>> Start

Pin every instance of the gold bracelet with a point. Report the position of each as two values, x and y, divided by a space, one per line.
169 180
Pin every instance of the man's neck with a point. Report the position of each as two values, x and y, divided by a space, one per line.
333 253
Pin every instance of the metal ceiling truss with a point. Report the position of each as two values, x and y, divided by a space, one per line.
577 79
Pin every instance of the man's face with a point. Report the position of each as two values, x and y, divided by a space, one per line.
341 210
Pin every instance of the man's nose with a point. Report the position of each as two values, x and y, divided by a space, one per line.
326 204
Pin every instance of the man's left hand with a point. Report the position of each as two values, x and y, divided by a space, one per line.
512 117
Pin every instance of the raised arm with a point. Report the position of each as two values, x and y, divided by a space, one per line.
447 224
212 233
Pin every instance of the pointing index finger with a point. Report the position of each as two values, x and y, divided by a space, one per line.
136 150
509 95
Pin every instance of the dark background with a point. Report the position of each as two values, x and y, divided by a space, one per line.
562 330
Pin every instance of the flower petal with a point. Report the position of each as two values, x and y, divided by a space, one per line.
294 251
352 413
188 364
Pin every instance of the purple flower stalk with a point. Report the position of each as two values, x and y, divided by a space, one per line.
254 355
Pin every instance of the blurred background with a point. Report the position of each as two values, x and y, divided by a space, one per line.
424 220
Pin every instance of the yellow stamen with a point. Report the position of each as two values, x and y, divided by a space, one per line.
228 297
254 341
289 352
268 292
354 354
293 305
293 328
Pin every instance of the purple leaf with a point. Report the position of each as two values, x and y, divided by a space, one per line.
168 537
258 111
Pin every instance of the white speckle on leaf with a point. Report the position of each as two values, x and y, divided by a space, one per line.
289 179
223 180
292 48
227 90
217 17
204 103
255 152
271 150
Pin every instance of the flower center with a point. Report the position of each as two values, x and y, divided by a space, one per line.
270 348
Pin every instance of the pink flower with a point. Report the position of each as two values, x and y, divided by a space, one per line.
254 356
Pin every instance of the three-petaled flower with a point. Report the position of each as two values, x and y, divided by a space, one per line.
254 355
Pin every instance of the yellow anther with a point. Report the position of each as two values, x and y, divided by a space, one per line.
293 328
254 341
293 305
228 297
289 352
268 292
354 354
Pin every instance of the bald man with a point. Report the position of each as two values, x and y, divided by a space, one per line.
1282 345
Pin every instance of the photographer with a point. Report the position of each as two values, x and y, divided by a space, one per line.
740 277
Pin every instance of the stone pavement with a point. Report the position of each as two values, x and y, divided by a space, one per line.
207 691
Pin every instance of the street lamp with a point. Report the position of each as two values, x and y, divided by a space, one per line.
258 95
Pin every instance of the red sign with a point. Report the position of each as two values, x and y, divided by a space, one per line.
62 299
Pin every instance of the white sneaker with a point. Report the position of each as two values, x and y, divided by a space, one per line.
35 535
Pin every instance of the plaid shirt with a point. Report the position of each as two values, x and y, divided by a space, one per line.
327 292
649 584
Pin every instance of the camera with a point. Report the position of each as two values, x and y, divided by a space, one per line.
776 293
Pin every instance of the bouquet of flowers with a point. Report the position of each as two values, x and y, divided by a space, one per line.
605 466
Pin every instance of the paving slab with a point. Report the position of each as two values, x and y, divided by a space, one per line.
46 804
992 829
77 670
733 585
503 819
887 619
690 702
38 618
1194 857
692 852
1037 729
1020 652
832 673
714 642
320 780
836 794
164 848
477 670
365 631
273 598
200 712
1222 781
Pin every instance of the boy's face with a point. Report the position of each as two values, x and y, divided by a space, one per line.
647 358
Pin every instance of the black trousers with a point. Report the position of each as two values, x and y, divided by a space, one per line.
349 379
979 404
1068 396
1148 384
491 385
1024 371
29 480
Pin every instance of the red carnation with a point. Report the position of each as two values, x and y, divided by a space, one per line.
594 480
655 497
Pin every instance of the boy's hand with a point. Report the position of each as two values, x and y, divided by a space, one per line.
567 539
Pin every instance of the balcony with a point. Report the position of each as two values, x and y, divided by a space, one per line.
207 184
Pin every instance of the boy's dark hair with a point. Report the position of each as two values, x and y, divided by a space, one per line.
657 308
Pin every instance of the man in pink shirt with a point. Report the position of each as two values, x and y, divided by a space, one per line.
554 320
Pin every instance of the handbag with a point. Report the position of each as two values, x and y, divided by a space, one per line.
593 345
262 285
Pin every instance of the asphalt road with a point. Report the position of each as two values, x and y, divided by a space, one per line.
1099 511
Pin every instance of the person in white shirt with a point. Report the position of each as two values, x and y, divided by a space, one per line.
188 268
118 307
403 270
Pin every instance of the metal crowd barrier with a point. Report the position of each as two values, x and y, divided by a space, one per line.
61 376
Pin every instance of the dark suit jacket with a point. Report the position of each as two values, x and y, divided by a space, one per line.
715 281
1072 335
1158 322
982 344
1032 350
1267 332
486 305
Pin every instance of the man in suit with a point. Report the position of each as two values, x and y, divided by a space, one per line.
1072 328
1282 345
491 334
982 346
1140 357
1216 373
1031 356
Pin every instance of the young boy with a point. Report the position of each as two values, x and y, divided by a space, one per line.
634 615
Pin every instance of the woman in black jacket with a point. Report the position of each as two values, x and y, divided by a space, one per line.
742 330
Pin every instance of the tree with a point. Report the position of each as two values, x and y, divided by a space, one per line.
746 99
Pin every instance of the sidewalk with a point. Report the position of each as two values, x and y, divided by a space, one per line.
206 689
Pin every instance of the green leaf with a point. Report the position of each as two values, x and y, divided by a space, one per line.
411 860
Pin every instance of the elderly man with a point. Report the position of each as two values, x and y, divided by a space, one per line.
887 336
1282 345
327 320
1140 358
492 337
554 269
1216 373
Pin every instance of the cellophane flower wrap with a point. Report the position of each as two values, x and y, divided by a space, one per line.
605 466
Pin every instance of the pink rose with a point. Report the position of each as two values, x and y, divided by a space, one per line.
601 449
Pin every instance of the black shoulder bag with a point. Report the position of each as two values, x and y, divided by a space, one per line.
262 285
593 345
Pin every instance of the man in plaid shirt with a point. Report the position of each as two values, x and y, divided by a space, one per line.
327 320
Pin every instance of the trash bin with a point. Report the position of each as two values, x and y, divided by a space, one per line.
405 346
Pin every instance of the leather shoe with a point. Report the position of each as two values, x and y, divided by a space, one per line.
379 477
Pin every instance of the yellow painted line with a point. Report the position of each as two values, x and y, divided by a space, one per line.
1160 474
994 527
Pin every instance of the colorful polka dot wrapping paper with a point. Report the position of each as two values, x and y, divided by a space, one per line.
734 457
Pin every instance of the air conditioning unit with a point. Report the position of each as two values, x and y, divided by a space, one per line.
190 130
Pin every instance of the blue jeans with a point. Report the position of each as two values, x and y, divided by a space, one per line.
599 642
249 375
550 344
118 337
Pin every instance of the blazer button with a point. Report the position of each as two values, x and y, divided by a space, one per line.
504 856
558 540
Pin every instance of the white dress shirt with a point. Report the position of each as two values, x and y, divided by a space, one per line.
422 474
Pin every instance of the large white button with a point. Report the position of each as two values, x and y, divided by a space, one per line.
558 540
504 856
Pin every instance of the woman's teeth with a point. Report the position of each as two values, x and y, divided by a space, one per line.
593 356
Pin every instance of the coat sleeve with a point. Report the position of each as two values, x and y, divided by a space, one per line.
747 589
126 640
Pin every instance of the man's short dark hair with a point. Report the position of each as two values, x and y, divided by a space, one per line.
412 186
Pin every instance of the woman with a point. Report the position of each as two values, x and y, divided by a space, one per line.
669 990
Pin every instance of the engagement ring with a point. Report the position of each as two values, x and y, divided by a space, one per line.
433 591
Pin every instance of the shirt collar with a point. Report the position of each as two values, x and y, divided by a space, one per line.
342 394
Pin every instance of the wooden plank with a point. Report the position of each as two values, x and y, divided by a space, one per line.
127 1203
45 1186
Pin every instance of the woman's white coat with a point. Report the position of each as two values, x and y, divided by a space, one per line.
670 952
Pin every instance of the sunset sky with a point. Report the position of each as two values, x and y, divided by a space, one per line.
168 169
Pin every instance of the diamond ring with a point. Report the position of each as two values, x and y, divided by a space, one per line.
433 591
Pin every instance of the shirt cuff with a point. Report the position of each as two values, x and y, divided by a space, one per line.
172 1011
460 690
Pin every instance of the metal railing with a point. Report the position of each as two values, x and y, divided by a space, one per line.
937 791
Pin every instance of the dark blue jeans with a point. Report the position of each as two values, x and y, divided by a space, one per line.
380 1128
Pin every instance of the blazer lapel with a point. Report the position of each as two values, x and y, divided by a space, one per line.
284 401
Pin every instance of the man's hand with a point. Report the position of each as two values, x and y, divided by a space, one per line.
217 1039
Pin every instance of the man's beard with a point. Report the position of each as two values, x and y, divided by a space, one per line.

>> End

▶ Problem to solve: Quote, without alteration, the final stretch of the entries: the line with "Pin every instance of the shirt collar" onward to the last line.

▶ Finished task:
Pin every instance of the shirt collar with a point. Report the position of each as two values, x and y, divided by a space, one per line.
342 394
Pin every instance of the wooden plank with a point. Report the position of each as two values, x and y, divided by a space, one per line.
127 1203
45 1186
Pin every instance of the woman's white coat with a point. Report the position of each as two values, x and y, divided by a space, one per line.
670 952
Pin every instance of the sunset sky with a point. Report the position of each as two values, x and y, divided by a space, one per line.
168 169
Pin every instance of the diamond ring with a point. Report the position of each as two values, x and y, divided by a space, one per line.
433 591
Pin every instance of the shirt cuff with a point. Report the position of each as two values, x and y, divided by a space, one per line.
172 1011
460 690
Pin every instance of the metal railing with a point. Report the position of each as two values, x and y, divided by a space, one per line.
937 791
Pin every instance of the dark blue jeans with a point. Report the position of each as two values, x and y, divided by a space, one per line.
380 1128
Pin every instance of the blazer lapel with a point. Report the position of each as two values, x and y, divided by a space, one per line.
284 401
Pin every instance of the man's hand with a point. Report the position of each as two values, x and y, divided by a space, one per line.
217 1039
Pin every instance of the man's beard with a point. Report the position of each as two values, x and y, divided by a space, one per line.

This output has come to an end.